**TASK STATEMENT**
Return the data below unchanged. Drop any pictures.

**RECORDS FOR THIS EXERCISE**
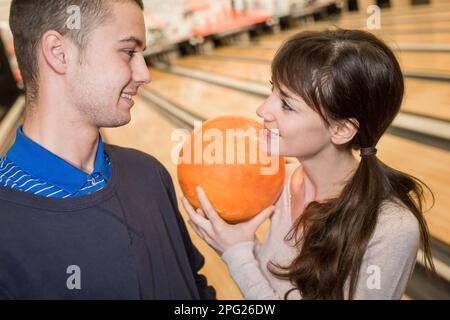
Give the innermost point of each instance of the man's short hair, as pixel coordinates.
(30, 19)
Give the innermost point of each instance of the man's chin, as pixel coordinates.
(115, 123)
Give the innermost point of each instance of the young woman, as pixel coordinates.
(342, 228)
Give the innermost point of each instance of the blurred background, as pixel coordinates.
(212, 57)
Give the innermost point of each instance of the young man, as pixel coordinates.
(80, 219)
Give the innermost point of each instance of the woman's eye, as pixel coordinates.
(285, 106)
(130, 52)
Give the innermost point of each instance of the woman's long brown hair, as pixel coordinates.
(346, 74)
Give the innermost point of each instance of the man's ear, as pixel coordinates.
(343, 131)
(54, 51)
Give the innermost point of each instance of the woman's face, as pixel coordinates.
(299, 130)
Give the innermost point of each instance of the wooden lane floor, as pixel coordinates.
(425, 162)
(431, 62)
(151, 132)
(437, 36)
(424, 25)
(423, 97)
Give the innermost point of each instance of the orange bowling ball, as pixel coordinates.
(225, 157)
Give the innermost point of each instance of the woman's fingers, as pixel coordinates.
(256, 221)
(208, 208)
(199, 221)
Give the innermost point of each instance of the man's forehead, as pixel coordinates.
(126, 25)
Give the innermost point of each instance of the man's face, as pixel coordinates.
(112, 68)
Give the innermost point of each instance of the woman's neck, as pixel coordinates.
(328, 172)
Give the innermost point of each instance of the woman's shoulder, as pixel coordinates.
(396, 222)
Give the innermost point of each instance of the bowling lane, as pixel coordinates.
(431, 62)
(150, 132)
(417, 98)
(425, 162)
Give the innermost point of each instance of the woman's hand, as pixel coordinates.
(217, 232)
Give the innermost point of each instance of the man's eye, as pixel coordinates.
(130, 52)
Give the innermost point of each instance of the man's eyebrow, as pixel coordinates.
(136, 40)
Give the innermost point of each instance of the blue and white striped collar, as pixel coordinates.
(45, 165)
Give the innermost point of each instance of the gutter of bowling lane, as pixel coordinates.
(415, 47)
(434, 285)
(432, 131)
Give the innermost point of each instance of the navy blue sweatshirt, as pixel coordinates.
(126, 241)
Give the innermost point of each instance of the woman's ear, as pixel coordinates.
(343, 131)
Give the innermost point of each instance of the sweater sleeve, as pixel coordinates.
(390, 257)
(245, 270)
(196, 259)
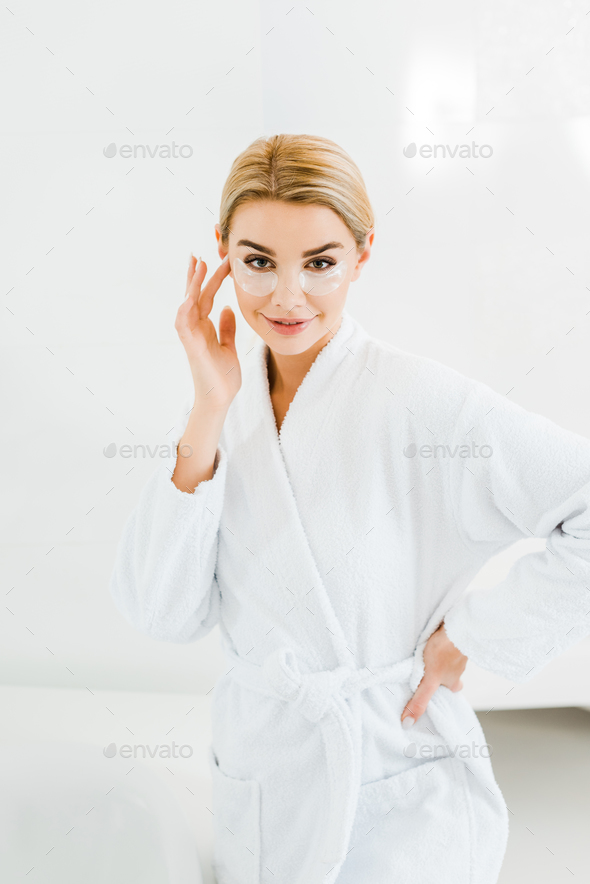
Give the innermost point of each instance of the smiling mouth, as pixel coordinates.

**TASK RESULT**
Give the innermost point of each instance of the man's short hair, as pixel coordinates.
(30, 19)
Give the innermost point of each instance of the man's chin, as pixel coordinates.
(115, 123)
Give the innermost point of each instance of the young woman, as pixel coordinates.
(342, 228)
Give the innermost point of each instance of the blurred background, as pixel coordinates.
(212, 57)
Give the innermost point of each instance of the young man, as pixel coordinates.
(80, 219)
Give the innermost point of each instance of the woman's eye, as pixel coordinates.
(285, 106)
(130, 52)
Give the innermost point of each instance of the woman's long brown hair, as pixel coordinates.
(346, 74)
Give the innermost point of each instance of the man's ear, as pixel coordinates.
(343, 131)
(54, 51)
Give the innermost point of each instance of the woman's face, as pixel coordinates.
(299, 130)
Give the innermost point of each instance of the wooden lane floor, as pixel coordinates.
(425, 162)
(431, 62)
(151, 132)
(437, 36)
(424, 25)
(423, 97)
Give the innermost point of each instance of the orange bowling ball, as pixel coordinates.
(225, 157)
Give the innermost point of each instance of the woman's fingers, as pixel coordinates.
(256, 221)
(208, 208)
(199, 221)
Give the innermost point of each instance of the man's forehead, as pixel coordinates.
(126, 25)
Give the innermost point of each instance of the man's face, as pixel coordinates.
(112, 68)
Give the innermost point of each instance of the woman's neck, as pixel coordinates.
(328, 172)
Give the innermost point of each instance of the woman's shoulder, as pixel coordinates.
(396, 222)
Give the innermost point of each instance of the bowling lane, as pixel coordinates.
(431, 62)
(150, 132)
(417, 98)
(425, 162)
Give the innermost point of each instance of the woman's hand, as pixel coordinates.
(217, 232)
Give the innermost point of each instance of the man's eye, as pixel coordinates.
(130, 52)
Give the innermost point of each instance of the man's eyebrow, as pixel coordinates.
(136, 40)
Give the innermost point of each instance of the blue and white striped collar, as pixel coordinates.
(45, 165)
Give the innermost point of each instance of the gutter of bowling lane, as pixel coordinates.
(415, 47)
(434, 285)
(432, 131)
Give the innermost point of each instance of the navy blue sweatshirt, as pixel coordinates.
(126, 241)
Give the innermost point of each instance of the woman's ear, as pixel coordinates.
(343, 131)
Give the innermost point of each instance of the sweater sleeve, as pixel coordinates.
(390, 257)
(245, 270)
(196, 259)
Give the innermost point of each instance of the smiling mouth, as pixel coordinates.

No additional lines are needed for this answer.